--- Begin Records for processing ---

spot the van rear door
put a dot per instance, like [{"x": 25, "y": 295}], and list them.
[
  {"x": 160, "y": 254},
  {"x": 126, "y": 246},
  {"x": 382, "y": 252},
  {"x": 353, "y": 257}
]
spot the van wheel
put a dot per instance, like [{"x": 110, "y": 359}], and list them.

--- End Records for processing ---

**Do this**
Rewrite the data above, changing every "van" to "truck" and keeping everything else the same.

**Result of the exercise**
spot the truck rear door
put a dot per instance, like [{"x": 25, "y": 295}], and list them.
[
  {"x": 160, "y": 254},
  {"x": 126, "y": 246},
  {"x": 382, "y": 252},
  {"x": 353, "y": 257}
]
spot the truck wheel
put a dot per instance, like [{"x": 110, "y": 359}], and list them.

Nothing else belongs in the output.